** Opening The data block **

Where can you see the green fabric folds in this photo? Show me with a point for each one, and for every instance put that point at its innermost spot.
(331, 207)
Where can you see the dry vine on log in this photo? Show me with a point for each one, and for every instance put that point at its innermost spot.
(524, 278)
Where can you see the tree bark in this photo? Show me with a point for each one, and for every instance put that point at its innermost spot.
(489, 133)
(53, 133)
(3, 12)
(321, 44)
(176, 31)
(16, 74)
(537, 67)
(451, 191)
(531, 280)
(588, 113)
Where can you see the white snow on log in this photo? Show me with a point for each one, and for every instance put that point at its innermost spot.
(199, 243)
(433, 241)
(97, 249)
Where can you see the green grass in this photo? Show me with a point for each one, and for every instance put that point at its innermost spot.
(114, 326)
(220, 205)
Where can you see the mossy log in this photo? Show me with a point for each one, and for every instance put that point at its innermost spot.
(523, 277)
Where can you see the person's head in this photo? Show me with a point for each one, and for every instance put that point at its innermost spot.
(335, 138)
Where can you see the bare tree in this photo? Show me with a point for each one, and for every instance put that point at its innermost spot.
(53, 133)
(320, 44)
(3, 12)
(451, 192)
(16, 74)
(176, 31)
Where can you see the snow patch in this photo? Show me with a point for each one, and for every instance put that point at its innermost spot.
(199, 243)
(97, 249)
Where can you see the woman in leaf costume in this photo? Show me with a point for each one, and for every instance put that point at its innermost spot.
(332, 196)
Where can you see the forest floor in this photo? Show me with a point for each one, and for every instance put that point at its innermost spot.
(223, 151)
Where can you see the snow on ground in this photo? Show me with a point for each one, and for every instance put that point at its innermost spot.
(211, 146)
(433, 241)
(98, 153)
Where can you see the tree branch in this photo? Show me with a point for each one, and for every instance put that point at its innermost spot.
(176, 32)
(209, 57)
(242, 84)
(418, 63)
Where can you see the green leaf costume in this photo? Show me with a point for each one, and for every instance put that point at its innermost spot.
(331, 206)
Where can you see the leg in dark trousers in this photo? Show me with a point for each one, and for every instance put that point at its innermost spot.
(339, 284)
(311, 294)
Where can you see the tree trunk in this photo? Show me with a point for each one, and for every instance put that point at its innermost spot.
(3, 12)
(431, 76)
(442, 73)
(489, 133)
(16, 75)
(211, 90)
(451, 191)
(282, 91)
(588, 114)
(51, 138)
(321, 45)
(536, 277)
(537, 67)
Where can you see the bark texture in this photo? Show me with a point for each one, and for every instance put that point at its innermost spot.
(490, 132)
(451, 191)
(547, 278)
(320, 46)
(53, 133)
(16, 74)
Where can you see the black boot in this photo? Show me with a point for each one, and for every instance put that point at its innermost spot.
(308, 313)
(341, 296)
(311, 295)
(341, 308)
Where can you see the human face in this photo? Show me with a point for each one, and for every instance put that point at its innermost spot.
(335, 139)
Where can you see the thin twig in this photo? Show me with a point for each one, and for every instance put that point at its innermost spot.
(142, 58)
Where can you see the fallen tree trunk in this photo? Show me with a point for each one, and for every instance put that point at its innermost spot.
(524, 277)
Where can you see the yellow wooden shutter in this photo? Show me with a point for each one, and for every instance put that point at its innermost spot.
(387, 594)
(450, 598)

** Closing The data block **

▶ Directions:
Each record must be output exactly, with none omitted.

▶ Result for this exercise:
Where can you see the green fabric folds in this photo? Show me with a point for each one, and for every instance put that point at its innermost spot.
(331, 207)
Where can you see the dry vine on log in this photo? Show me with a point for each one, and for every instance put that point at its innermost spot.
(524, 278)
Where can you see the tree bark in this photo? Show me with a point for each one, and for every instance put that point at its innermost spot.
(489, 133)
(53, 133)
(3, 12)
(321, 44)
(176, 31)
(16, 74)
(537, 67)
(451, 191)
(531, 280)
(588, 113)
Where can you see the white snow on log in this photo? Show me with a point for each one, and for every instance put that point at its innermost spot.
(199, 243)
(433, 241)
(97, 249)
Where can you see the green grass in this photo? Show me with a point for each one, and for every instance put that point at its innermost spot.
(114, 326)
(220, 205)
Where can you see the mossy log in this photo? Show me with a point for each one, and for every instance put that point at its innermost spot.
(523, 277)
Where can you see the person's head in this photo? Show me with a point for each one, and for every instance put that point at its innermost spot.
(335, 138)
Where can you see the bare tree in this photo? Show me with a point for each one, and for every instance put that point at its innermost spot.
(53, 133)
(320, 44)
(3, 12)
(451, 192)
(16, 74)
(176, 31)
Where can you see the snow patch in this photo? Show me with a point for each one, and for every instance put that point at its innermost spot.
(199, 243)
(97, 249)
Where can you see the woman in leaf costume in this photo? Show me with a point for each one, and for every instance put that point at its innermost spot.
(332, 196)
Where can you see the forest floor in this photo? Show me with a point for each one, and for every instance put that point at its innermost spot.
(223, 151)
Where can you see the snow on ground in this photo? Show me with a point for each one, and for every instance put that point at its innermost spot.
(211, 146)
(433, 241)
(98, 153)
Where can you see the tree branch in this photo? Show me with a point for each one, and for every instance put that point at its innermost spot.
(176, 32)
(209, 57)
(242, 84)
(418, 63)
Where can you see the green leaf costume in this photo? Show me with a point for each one, and for every instance put that point at its innermost spot.
(331, 206)
Where can you see the leg in dark trousers in this photo? Show me with a point for each one, and for every instance put that point at its innermost spot.
(339, 284)
(311, 294)
Where can you see the tree trunk in this photo? Show me with a point for each one, and for every instance put that point at its innermost spot.
(3, 12)
(431, 76)
(442, 73)
(489, 133)
(16, 75)
(211, 90)
(451, 191)
(282, 91)
(588, 114)
(51, 138)
(321, 45)
(536, 277)
(537, 67)
Where can you see the bark texture in this photo? Show me with a point for each one, and for every instance put that point at its innermost spot.
(490, 132)
(451, 191)
(547, 278)
(320, 46)
(53, 133)
(16, 74)
Where can you see the black boot in this photo? Show me with a point for each one, and for every instance put that point at its innermost spot.
(308, 313)
(341, 296)
(311, 295)
(341, 308)
Where can you see the human face in this photo? Show me with a point for each one, and for every instance put that point at its innermost spot.
(335, 139)
Where can you see the thin twig in this photo? Show me with a point for each one, and for every instance put that point at its innermost spot.
(142, 58)
Where can you see the fallen tree trunk in this photo? Show me with a point for each one, and for every instance put that point at its innermost spot.
(524, 277)
Where can you see the yellow wooden shutter in this photo? Show me with a point for each one, and for every instance put that point at its innermost spot.
(387, 594)
(450, 598)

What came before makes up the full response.